RDD(二)

  1. class RDD源码解析

1.1 RDD源码

abstract class RDD[T: ClassTag](
    @transient private var _sc: SparkContext,
    @transient private var deps: Seq[Dependency[_]]
  ) extends Serializable with Logging {......}

1.2 RDD类解释

(1) RDD是抽象类,需要实现
(2) 继承了序列化,因为要进行网络传输
(3) Serializable 和 Loggin 都是trait,
    正常写法是 with Serializable with Loggin    
    但是由于scala特性,第一个trait可以写extends,不用写with

1.3 RDD class中如何体现RDD的五大特性(主要是前三大特性)

(1) 第一大特性(A list of partitions)

注释

Implemented by subclasses to return the set of partitions in this RDD. This method will only be called once, so it is safe to implement a time-consuming computation in it. The partitions in this array must satisfy the following property: rdd.partitions.zipWithIndex.forall { case (partition, index) => partition.index == index }

源码

protected def getPartitions: Array[Partition]

(2) 第二大特性(A function for computing each split)

注释

Implemented by subclasses to compute a given partition.

源码

def compute(split: Partition, context: TaskContext): Iterator[T]

(3) 第三大特性(A list of dependencies on other RDDs)

注释

Implemented by subclasses to return how this RDD depends on parent RDDs. This method will only be called once, so it is safe to implement a time-consuming computation in it.

源码

//Seq[Dependency[_]代表集合,指多个Dependencies
protected def getDependencies: Seq[Dependency[_]] = deps

1.4 HadoopRDD

1.4.1 源码

class HadoopRDD[K, V](
    sc: SparkContext,
    broadcastedConf: Broadcast[SerializableConfiguration],
    initLocalJobConfFuncOpt: Option[JobConf => Unit],
    inputFormatClass: Class[_ <: InputFormat[K, V]],
    keyClass: Class[K],
    valueClass: Class[V],
    minPartitions: Int)

------------------------------------------------------------

任务清单:
[1] 请从这篇 RDD 源码解析中，一字不改地抄写出以含有“1.3 RDD class中如何体现RDD的五大特性(主要是前三大特性)”的文字开头、至“computing each split)”为止的部分。
[2] 请列出 RDD 源码解析中 HadoopRDD 类构造参数的全部参数名。

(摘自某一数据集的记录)
------------------------------------------------------------

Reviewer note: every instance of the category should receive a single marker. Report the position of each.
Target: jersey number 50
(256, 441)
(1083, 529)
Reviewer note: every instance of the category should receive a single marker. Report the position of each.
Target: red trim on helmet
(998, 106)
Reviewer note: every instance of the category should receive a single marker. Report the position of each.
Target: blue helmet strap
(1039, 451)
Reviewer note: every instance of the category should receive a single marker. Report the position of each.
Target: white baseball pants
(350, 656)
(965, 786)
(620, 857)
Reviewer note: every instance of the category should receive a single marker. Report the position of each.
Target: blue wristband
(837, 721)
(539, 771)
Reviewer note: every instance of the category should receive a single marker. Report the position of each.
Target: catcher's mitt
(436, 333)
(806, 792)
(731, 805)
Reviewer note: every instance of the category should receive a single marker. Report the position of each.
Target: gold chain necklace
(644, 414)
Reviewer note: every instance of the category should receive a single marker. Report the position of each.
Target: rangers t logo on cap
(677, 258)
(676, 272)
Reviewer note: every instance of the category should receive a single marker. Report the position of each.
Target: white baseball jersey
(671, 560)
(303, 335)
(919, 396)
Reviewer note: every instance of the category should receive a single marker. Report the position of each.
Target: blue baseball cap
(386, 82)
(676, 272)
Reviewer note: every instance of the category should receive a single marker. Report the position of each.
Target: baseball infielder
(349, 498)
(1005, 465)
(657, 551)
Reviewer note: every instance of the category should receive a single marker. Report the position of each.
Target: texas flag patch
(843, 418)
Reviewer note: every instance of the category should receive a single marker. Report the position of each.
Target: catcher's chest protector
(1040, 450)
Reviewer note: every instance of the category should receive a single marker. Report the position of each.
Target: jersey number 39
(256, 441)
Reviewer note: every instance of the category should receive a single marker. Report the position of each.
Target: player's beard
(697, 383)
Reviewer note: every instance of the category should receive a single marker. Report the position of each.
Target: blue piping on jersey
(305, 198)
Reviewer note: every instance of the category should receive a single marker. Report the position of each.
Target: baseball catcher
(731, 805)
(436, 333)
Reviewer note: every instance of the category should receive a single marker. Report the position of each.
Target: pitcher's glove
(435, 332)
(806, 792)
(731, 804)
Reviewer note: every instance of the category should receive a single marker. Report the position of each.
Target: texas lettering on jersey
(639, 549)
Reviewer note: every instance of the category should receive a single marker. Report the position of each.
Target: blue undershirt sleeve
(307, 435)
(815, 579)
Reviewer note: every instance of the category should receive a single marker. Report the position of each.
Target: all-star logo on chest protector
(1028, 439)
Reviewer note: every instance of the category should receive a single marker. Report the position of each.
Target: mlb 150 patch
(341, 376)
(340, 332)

------------------------------------------------------------

问题解答:
[1]
1.3 RDD class中如何体现RDD的五大特性(主要是前三大特性)

(1) 第一大特性(A list of partitions)

注释

Implemented by subclasses to return the set of partitions in this RDD. This method will only be called once, so it is safe to implement a time-consuming computation in it. The partitions in this array must satisfy the following property: rdd.partitions.zipWithIndex.forall { case (partition, index) => partition.index == index }

源码

protected def getPartitions: Array[Partition]

(2) 第二大特性(A function for computing each split)

[2] sc、broadcastedConf、initLocalJobConfFuncOpt、inputFormatClass、keyClass、valueClass、minPartitions